- _Given data_

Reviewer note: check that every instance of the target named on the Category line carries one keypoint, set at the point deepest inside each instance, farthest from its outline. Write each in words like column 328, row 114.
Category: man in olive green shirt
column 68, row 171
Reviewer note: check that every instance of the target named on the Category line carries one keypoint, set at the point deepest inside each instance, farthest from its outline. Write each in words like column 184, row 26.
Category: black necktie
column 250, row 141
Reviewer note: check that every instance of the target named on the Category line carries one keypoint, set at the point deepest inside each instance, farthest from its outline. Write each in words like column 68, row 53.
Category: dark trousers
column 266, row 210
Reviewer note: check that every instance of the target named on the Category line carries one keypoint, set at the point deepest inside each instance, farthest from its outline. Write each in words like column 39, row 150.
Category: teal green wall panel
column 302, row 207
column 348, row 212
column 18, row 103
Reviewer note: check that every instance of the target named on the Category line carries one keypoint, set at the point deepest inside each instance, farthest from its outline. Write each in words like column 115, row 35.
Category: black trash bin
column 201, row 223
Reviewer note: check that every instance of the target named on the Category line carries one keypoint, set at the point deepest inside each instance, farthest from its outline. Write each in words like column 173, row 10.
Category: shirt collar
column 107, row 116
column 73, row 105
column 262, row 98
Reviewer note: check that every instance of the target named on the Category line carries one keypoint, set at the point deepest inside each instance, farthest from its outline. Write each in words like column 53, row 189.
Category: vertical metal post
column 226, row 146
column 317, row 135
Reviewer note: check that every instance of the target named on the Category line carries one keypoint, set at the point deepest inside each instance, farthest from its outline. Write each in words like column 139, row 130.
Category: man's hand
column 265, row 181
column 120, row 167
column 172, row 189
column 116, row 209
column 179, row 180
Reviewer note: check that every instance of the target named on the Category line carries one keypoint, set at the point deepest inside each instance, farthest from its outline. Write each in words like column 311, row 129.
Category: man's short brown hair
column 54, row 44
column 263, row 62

- _Required action_
Retype all of the records above without a single alteration.

- _Response_
Reviewer note: check that every instance of the target named on the Category line carries one keypoint, set at the point deepest inside each instance, farthest from its outline. Write each in words like column 328, row 114.
Category: man in olive green shirt
column 68, row 171
Reviewer note: check that every instance of the target named on the Category line carries one keypoint, set at the point deepest inside each instance, farthest from its outline. Write each in words like column 184, row 26.
Category: black necktie
column 250, row 141
Reviewer note: check that every instance of the target named on the Category line carries one keypoint, set at the point deepest inside each instance, farthest from its outline. Write each in words like column 68, row 53.
Category: dark trousers
column 266, row 210
Reviewer note: check that every instance of the target named on the Category line carries one keypoint, set at the point deepest inside each instance, farthest from its outline. Write each in words like column 39, row 150.
Category: teal green wall panel
column 302, row 207
column 348, row 212
column 18, row 103
Reviewer note: check that every instance of the target named on the Category line carries one keypoint, set at the point deepest inside each instance, farthest from its outline. Write each in words like column 115, row 35.
Category: black trash bin
column 201, row 223
Reviewer note: check that every instance of the target named on the Category line carries one keypoint, set at the point deepest inside each instance, farthest from its outline. Write each in words like column 173, row 10.
Category: shirt collar
column 107, row 116
column 73, row 105
column 262, row 98
Reviewer note: check that every instance of the target named on the Category line carries one keypoint, set at the point deepest inside each instance, farthest from its outline. Write each in words like column 53, row 189.
Category: vertical metal post
column 226, row 146
column 317, row 135
Reviewer note: check that every instance of the target named on the Category line carries one keypoint, set at the point deepest inside each instance, farthest from its outline. Write each in words like column 139, row 130.
Category: man's hand
column 265, row 181
column 120, row 167
column 172, row 189
column 116, row 209
column 179, row 180
Reviewer note: check that every instance of the target named on the Category line carries one keypoint, set at the point deepest inside each instance, farthest from its outline. Write each in words like column 311, row 129.
Category: man's short brown hair
column 54, row 44
column 263, row 62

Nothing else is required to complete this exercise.